### Source records:

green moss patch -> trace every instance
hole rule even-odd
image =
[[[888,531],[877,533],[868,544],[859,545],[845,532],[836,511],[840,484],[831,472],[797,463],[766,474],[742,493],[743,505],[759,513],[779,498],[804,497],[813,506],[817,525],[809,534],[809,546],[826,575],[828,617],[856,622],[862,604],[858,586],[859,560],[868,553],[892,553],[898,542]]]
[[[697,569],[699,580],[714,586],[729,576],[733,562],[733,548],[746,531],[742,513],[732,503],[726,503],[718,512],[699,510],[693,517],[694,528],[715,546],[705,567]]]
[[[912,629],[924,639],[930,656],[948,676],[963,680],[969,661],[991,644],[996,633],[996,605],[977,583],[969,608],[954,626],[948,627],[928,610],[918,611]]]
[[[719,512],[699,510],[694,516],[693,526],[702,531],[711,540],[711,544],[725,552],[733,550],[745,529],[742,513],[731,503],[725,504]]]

### Your objective:
Output every entry exactly as given.

### Your solution:
green moss patch -> trace every instance
hole rule even-odd
image =
[[[888,531],[877,533],[868,544],[859,545],[845,532],[836,511],[840,484],[831,472],[797,463],[766,474],[742,493],[743,505],[759,513],[779,498],[804,497],[813,506],[817,525],[809,534],[809,546],[826,575],[828,617],[856,622],[862,604],[858,586],[859,560],[868,553],[892,553],[898,542]]]
[[[697,569],[699,580],[714,586],[729,576],[733,562],[733,548],[746,531],[742,513],[732,503],[726,503],[718,512],[699,510],[693,517],[694,528],[715,546],[705,567]]]
[[[912,629],[924,639],[930,656],[948,676],[963,680],[969,661],[991,644],[996,633],[996,605],[977,583],[969,608],[954,626],[948,627],[928,610],[918,611]]]
[[[719,512],[699,510],[694,516],[693,526],[702,531],[711,540],[711,544],[725,552],[733,550],[745,529],[742,513],[731,503],[725,504]]]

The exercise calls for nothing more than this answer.